THE PROBLEM - List every line in the records below that contains the string "ObjectDetector", copying each such line in full. Match case exactly.

INFORMATION SUPPLIED -
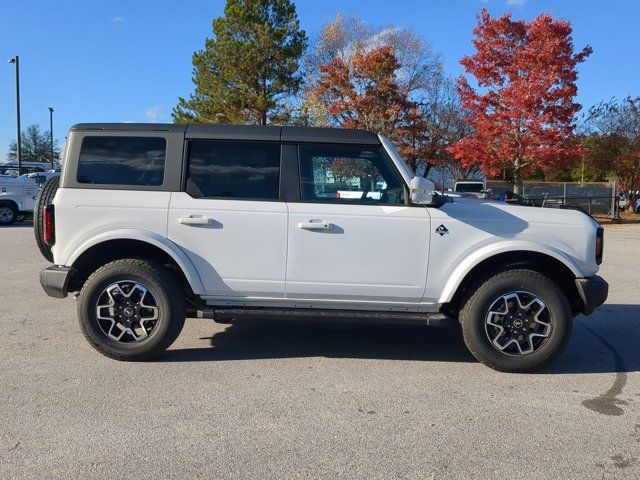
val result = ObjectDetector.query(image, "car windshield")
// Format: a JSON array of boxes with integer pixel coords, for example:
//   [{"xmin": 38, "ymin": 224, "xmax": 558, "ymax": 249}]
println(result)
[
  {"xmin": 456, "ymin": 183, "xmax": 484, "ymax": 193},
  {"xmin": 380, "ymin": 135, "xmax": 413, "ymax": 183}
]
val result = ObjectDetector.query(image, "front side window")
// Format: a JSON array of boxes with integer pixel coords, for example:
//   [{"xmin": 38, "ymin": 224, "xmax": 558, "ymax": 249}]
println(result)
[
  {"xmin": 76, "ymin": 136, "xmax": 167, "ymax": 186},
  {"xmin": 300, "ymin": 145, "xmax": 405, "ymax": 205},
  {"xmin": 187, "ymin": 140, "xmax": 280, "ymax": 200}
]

--

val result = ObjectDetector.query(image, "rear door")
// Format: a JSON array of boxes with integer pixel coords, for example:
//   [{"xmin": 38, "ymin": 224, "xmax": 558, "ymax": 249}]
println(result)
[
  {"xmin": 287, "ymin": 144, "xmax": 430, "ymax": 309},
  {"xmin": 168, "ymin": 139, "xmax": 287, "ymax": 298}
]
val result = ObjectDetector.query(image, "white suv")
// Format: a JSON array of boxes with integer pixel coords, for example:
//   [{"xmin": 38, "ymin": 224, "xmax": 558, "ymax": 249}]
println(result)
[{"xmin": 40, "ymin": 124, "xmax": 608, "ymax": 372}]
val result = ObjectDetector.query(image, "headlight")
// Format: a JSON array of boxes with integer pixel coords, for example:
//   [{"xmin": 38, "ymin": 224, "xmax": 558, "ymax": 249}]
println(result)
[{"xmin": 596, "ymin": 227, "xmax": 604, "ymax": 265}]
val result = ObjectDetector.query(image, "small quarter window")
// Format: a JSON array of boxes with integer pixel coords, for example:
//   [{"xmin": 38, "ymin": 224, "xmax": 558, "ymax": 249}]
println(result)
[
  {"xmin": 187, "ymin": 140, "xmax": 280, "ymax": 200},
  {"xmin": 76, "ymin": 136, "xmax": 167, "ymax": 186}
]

* * *

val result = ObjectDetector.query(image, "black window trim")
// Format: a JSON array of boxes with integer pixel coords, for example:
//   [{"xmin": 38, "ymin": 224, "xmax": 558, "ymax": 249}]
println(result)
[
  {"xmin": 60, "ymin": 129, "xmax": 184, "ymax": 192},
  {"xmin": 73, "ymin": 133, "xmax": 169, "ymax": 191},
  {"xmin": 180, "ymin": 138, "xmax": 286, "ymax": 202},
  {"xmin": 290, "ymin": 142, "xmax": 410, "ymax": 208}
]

EXERCISE RESULT -
val result = ObjectDetector.query(image, "car windshield")
val result = ObjectDetector.query(image, "front side window")
val result = ObjectDetector.query(image, "rear door")
val result = ObjectDetector.query(image, "white suv")
val result = ObjectDetector.query(image, "headlight")
val result = ObjectDetector.query(image, "small quarter window")
val result = ObjectDetector.query(image, "black window trim")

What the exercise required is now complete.